--- start ---

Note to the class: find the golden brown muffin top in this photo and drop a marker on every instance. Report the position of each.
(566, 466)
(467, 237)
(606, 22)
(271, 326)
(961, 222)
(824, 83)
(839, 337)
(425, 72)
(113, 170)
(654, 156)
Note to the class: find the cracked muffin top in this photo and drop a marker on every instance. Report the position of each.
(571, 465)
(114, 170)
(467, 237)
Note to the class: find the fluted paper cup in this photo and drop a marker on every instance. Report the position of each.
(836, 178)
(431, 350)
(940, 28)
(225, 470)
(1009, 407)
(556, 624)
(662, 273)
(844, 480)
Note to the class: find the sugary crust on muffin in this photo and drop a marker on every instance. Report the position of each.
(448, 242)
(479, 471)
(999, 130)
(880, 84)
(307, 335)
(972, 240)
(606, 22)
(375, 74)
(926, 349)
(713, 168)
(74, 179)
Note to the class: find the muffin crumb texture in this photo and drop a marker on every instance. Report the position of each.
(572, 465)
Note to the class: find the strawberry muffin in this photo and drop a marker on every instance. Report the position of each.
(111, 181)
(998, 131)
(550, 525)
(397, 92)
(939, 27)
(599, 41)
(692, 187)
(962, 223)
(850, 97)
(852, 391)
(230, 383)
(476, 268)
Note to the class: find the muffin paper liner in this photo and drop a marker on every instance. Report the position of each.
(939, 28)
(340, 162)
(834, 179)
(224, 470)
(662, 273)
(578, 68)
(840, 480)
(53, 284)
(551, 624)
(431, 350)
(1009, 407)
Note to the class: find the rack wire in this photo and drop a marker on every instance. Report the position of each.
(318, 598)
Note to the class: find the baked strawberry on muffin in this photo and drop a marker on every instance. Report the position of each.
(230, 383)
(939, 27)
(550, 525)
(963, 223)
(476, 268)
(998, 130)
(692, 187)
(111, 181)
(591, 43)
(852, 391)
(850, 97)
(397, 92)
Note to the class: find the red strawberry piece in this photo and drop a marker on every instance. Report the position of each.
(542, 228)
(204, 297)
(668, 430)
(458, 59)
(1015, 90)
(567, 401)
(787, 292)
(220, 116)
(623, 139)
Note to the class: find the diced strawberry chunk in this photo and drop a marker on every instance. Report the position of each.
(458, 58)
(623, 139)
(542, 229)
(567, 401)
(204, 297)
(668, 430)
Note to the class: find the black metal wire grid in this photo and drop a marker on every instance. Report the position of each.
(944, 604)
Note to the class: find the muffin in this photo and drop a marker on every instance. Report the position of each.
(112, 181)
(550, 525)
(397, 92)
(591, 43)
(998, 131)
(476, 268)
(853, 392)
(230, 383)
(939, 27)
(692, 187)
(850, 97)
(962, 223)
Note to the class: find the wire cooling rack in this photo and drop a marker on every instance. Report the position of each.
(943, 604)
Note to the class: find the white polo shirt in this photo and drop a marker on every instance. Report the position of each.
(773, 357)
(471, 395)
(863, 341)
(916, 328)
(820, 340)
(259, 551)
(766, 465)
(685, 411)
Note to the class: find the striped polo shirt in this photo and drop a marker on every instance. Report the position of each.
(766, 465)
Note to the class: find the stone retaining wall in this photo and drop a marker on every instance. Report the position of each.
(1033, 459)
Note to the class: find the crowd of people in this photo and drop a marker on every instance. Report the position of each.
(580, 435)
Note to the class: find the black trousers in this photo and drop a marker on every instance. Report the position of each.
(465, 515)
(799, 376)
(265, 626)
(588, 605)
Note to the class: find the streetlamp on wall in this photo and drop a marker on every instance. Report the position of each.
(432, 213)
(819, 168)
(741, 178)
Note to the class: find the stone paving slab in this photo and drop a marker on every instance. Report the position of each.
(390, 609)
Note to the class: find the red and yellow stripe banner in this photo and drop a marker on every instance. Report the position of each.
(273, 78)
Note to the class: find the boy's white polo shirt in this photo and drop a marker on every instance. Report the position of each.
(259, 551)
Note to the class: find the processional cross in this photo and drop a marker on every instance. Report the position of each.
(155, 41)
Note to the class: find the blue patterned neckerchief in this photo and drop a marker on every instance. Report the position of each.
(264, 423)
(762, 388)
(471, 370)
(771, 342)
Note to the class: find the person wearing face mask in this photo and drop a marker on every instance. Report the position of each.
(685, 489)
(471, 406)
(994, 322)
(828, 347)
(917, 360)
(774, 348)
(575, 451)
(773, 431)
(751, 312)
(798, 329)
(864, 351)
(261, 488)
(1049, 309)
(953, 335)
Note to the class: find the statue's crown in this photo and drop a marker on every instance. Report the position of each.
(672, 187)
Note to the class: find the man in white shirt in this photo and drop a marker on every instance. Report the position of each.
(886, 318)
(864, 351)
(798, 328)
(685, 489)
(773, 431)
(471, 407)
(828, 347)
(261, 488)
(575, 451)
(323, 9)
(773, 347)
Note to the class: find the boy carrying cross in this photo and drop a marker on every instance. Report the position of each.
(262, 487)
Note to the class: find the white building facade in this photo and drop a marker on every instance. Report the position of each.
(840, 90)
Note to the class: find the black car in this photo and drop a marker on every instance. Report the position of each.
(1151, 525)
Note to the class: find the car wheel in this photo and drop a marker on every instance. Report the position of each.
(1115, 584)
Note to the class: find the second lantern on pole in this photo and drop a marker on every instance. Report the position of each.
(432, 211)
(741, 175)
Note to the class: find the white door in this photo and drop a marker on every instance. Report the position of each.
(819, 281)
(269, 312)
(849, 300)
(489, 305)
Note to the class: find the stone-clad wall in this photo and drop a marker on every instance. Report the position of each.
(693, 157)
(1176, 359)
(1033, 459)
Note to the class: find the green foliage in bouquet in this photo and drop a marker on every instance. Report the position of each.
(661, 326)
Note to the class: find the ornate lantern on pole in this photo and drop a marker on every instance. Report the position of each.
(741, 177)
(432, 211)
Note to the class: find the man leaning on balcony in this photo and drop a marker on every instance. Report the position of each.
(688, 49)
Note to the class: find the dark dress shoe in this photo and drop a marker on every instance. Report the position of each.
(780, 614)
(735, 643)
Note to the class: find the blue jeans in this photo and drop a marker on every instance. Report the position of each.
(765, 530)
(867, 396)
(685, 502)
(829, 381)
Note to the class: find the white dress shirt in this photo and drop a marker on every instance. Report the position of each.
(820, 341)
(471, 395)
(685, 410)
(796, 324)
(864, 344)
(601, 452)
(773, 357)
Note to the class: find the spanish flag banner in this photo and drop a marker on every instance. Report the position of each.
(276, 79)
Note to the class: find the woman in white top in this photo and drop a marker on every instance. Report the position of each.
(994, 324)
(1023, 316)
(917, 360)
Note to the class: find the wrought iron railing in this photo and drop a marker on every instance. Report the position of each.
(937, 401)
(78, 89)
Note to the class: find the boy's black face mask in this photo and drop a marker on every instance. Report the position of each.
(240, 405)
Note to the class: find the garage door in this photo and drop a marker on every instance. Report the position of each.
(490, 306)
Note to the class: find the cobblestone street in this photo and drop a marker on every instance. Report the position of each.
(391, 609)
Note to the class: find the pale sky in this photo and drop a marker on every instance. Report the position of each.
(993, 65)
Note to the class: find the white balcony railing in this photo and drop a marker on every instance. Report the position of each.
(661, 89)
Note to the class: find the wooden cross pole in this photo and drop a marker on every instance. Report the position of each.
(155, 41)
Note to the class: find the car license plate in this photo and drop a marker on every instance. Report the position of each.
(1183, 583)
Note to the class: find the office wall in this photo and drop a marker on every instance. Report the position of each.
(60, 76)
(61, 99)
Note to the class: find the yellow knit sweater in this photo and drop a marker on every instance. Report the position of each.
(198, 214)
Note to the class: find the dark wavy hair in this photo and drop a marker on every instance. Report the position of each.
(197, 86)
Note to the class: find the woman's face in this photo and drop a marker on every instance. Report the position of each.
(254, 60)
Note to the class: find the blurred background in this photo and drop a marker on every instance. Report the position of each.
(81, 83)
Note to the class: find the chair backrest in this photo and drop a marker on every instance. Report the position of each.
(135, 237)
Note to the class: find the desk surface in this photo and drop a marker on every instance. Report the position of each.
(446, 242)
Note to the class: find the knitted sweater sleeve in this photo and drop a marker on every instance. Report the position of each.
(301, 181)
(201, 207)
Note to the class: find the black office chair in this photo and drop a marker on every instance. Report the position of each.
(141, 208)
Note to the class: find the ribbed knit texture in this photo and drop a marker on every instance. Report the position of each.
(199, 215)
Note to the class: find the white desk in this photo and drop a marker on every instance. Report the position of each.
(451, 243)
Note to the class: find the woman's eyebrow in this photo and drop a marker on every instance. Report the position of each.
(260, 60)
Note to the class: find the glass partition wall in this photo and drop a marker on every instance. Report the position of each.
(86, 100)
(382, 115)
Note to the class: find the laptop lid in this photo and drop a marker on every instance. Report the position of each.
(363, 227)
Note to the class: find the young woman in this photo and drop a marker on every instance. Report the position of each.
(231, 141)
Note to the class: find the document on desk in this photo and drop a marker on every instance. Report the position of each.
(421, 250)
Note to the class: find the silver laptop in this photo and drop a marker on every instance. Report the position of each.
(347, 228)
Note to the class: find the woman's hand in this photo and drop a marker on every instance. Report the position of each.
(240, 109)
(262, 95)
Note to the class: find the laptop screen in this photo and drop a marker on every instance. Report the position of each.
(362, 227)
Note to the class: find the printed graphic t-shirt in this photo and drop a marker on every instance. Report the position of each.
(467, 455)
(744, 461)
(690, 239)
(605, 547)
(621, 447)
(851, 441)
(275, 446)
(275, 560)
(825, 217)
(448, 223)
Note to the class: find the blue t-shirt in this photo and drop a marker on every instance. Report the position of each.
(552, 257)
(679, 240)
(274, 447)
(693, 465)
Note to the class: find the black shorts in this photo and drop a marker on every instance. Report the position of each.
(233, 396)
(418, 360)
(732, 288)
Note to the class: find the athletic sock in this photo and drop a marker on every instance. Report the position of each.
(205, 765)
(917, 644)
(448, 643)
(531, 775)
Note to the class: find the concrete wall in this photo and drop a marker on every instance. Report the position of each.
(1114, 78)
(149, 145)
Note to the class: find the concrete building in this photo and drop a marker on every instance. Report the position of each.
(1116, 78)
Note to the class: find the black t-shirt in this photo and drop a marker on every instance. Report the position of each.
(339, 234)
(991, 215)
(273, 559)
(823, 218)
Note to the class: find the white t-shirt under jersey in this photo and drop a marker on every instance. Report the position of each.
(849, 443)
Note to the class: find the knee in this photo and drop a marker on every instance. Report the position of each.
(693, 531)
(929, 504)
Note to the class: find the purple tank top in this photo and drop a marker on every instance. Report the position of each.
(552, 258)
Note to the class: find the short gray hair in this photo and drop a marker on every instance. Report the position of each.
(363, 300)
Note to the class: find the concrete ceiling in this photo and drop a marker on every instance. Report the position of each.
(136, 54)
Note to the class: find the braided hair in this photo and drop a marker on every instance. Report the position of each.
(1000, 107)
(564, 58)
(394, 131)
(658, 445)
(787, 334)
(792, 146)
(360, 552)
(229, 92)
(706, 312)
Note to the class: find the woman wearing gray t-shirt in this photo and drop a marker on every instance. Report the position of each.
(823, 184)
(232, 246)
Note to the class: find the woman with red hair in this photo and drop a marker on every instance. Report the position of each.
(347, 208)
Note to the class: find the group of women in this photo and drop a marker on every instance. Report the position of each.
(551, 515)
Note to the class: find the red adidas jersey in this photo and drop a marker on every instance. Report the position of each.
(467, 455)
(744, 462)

--- end ---

◆ **What is required**: Using the records above, please retype only the run of lines from the line holding "Note to the class: find the concrete building" through the last line, both ends included.

◆ **Output for this task**:
Note to the class: find the concrete building in this photo and drop a marker on every instance. Report the position of each.
(1116, 78)
Note to the class: find the black t-shirt in this photo and drop a marker on every instance. Report the position of each.
(339, 234)
(991, 215)
(273, 559)
(823, 218)
Note to the class: find the white t-shirt under jersey in this photo and drop a marker on every instance. Report the position of each.
(849, 443)
Note to the class: find the knee in this photo and drop a marker on every instance. Report the position of each.
(693, 531)
(929, 504)
Note to the class: find the purple tank top in this photo and drop a marker on every instance. Report the position of each.
(552, 258)
Note to the class: find the short gray hair in this photo and drop a marker on every instance. Report the position of each.
(363, 300)
Note to the class: find the concrete ceiling in this photo and drop a marker on every instance. Report the position of each.
(136, 54)
Note to the class: find the braided hair in this photo and drop a marker on every instance. Report the position of each.
(1000, 107)
(564, 58)
(394, 131)
(658, 445)
(787, 334)
(792, 146)
(360, 552)
(229, 92)
(706, 312)
Note to the class: find the woman wearing gray t-shirt in this photo and drop a marker on every instance. Report the position of each.
(823, 184)
(232, 246)
Note to the class: find the woman with red hair in this photo and drop a marker on every instance. Report the position of each.
(347, 208)
Note to the class: find the group of women in this photo and drop a marker on every instance. Report the position of each.
(551, 515)
Note to the class: find the red adidas jersey in this photo and drop a marker on every instance. Report the position of each.
(467, 455)
(744, 462)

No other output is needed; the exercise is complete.